▶ _MATERIAL PROVIDED_
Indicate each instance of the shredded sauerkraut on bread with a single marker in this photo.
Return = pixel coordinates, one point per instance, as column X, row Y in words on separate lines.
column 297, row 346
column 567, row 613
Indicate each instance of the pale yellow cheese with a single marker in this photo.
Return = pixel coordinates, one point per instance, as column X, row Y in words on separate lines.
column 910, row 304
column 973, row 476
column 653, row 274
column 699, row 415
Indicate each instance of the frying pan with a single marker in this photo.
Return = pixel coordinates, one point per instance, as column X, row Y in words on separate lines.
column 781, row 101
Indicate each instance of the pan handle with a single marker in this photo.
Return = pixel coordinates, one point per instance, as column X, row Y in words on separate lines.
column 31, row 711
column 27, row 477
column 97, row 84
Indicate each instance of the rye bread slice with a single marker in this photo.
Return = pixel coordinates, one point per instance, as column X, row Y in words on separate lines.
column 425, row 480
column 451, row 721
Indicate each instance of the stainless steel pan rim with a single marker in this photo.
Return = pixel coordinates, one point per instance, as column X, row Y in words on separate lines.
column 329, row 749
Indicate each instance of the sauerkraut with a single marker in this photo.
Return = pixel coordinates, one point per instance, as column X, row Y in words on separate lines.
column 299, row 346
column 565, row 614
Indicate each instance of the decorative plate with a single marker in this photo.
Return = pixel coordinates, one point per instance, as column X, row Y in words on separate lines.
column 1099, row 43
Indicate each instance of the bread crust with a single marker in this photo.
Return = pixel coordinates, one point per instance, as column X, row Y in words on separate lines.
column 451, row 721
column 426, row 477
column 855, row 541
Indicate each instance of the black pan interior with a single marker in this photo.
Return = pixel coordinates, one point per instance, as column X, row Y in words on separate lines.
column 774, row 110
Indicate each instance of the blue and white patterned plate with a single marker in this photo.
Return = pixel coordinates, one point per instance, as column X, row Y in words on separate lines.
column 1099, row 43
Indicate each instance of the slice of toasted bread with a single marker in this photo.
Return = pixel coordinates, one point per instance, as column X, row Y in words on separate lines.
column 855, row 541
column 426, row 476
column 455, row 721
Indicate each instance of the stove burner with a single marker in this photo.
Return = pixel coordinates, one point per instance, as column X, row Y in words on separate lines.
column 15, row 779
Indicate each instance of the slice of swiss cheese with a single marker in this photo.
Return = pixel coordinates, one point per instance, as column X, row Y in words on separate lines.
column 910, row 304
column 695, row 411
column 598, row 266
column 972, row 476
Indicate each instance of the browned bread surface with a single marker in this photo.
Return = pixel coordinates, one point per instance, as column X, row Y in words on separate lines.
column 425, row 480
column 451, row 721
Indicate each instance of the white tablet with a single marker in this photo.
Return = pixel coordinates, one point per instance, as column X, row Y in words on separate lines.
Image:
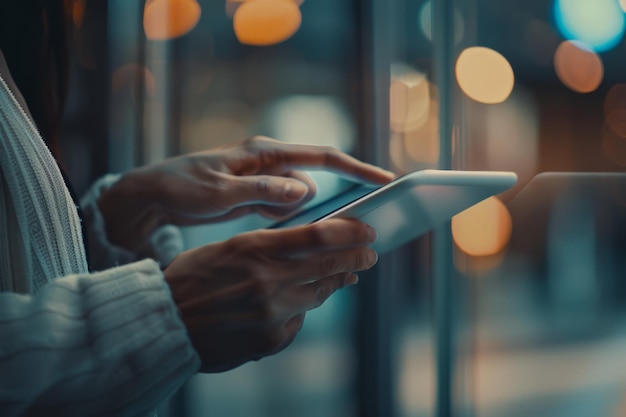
column 410, row 205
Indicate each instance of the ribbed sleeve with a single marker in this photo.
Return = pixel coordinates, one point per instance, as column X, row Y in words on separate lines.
column 165, row 242
column 108, row 344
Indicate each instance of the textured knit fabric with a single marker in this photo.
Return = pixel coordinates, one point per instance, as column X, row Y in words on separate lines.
column 74, row 343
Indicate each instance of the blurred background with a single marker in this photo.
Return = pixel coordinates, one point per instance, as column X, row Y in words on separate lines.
column 518, row 306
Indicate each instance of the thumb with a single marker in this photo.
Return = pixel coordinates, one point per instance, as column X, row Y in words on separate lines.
column 266, row 189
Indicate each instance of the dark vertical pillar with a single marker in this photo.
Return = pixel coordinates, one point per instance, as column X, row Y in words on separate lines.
column 375, row 321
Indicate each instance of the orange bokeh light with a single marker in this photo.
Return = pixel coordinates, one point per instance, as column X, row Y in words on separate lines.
column 483, row 229
column 422, row 145
column 484, row 75
column 169, row 19
column 266, row 22
column 578, row 67
column 409, row 100
column 233, row 5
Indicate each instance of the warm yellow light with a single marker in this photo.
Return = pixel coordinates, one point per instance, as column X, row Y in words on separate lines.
column 578, row 67
column 233, row 5
column 266, row 22
column 422, row 145
column 409, row 100
column 168, row 19
column 484, row 75
column 483, row 229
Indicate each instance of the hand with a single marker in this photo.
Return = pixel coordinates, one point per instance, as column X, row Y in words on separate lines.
column 245, row 298
column 256, row 175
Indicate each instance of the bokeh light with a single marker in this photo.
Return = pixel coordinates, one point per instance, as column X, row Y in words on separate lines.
column 483, row 229
column 422, row 145
column 484, row 75
column 597, row 23
column 425, row 19
column 233, row 5
column 578, row 67
column 266, row 22
column 169, row 19
column 409, row 100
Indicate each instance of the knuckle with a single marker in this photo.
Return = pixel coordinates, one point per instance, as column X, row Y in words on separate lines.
column 323, row 292
column 272, row 340
column 263, row 186
column 328, row 265
column 250, row 142
column 267, row 312
column 262, row 289
column 318, row 232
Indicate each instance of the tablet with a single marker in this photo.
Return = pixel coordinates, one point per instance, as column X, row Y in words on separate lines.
column 409, row 206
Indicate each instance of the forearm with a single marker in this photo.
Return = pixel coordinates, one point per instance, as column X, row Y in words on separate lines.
column 108, row 343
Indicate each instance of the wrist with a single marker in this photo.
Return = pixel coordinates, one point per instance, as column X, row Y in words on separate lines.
column 130, row 211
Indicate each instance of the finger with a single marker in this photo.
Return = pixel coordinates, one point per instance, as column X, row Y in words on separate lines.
column 320, row 236
column 311, row 268
column 180, row 219
column 265, row 189
column 277, row 212
column 277, row 153
column 307, row 297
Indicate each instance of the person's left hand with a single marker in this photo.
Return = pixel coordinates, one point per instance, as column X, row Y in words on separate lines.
column 255, row 175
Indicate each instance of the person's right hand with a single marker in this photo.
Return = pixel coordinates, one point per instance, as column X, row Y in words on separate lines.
column 245, row 298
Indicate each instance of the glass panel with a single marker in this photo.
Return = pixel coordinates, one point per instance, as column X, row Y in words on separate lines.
column 543, row 331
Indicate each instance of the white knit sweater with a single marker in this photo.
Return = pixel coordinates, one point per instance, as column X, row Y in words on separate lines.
column 74, row 343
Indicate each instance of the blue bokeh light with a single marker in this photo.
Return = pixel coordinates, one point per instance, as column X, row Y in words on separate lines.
column 599, row 24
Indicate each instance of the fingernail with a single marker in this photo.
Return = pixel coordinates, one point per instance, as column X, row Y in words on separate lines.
column 295, row 190
column 372, row 258
column 352, row 279
column 371, row 234
column 388, row 173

▶ _TASK DIRECTIONS_
Lines holding "tablet" are the ones to copy; find all of them in the listing.

▶ _RESULT OF THIS TASK_
Indicate each instance of the white tablet with a single marker in this photo.
Indicate each instance of the tablet with a single marker in this photo.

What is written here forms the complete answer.